Excerpt provided —
Correlations between neutrophil granule protein level (including MPO and NE), CD4+ T cells, and pyroptosis biomarkers (including NLRP3, Caspase-1, and GSDMD) in patients with sepsis. The correlation between MPO levels and CD4+ T cells (r = −0.4039, p < 0.0001), MPO levels and CD4+NLRP3 levels (r = 0.4868, p < 0.0001), MPO levels and CD4+Caspase-1 levels (r = 0.5510, p < 0.0001), and MPO levels and CD4+GSDMD levels (r = 0.5416, p < 0.0001). The correlation between NE levels and CD4+ T cells (r = −0.5140, p < 0.0001), NE levels and CD4+NLRP3 levels (r = 0.6513, p < 0.0001), NE levels and CD4+Caspase-1 levels (r = 0.6921, p = 0.0002), and NE levels and CD4+GSDMD levels (r = 0.6084, p < 0.0001).

What the exercise asks — Repeat the part of the sepsis correlation text from "Correlations between neutrophil" up to and including "0.6084, p < 0.0001).", word for word. Work only from the sepsis correlation text.

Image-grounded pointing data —
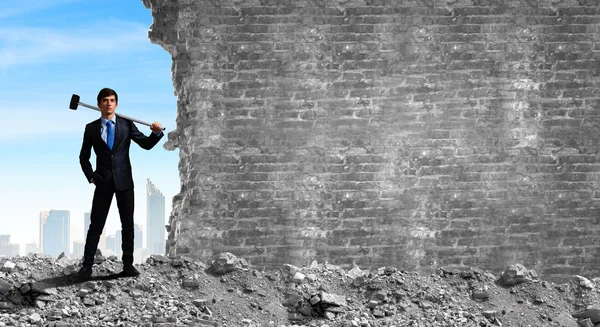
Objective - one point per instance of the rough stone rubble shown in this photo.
(38, 290)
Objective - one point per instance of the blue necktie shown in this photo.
(110, 134)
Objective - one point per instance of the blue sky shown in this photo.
(50, 50)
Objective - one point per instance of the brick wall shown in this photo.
(409, 133)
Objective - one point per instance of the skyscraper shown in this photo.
(138, 236)
(86, 223)
(155, 219)
(55, 233)
(43, 216)
(110, 245)
(31, 248)
(78, 247)
(118, 242)
(8, 249)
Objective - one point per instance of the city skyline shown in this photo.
(49, 52)
(155, 224)
(55, 238)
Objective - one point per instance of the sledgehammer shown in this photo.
(75, 102)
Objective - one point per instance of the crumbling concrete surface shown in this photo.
(179, 291)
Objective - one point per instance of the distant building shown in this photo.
(140, 255)
(155, 219)
(8, 249)
(110, 245)
(102, 242)
(43, 216)
(31, 248)
(138, 236)
(86, 223)
(55, 232)
(118, 242)
(78, 249)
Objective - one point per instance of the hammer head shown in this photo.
(74, 102)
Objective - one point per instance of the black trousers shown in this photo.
(103, 196)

Final answer —
Correlations between neutrophil granule protein level (including MPO and NE), CD4+ T cells, and pyroptosis biomarkers (including NLRP3, Caspase-1, and GSDMD) in patients with sepsis. The correlation between MPO levels and CD4+ T cells (r = −0.4039, p < 0.0001), MPO levels and CD4+NLRP3 levels (r = 0.4868, p < 0.0001), MPO levels and CD4+Caspase-1 levels (r = 0.5510, p < 0.0001), and MPO levels and CD4+GSDMD levels (r = 0.5416, p < 0.0001). The correlation between NE levels and CD4+ T cells (r = −0.5140, p < 0.0001), NE levels and CD4+NLRP3 levels (r = 0.6513, p < 0.0001), NE levels and CD4+Caspase-1 levels (r = 0.6921, p = 0.0002), and NE levels and CD4+GSDMD levels (r = 0.6084, p < 0.0001).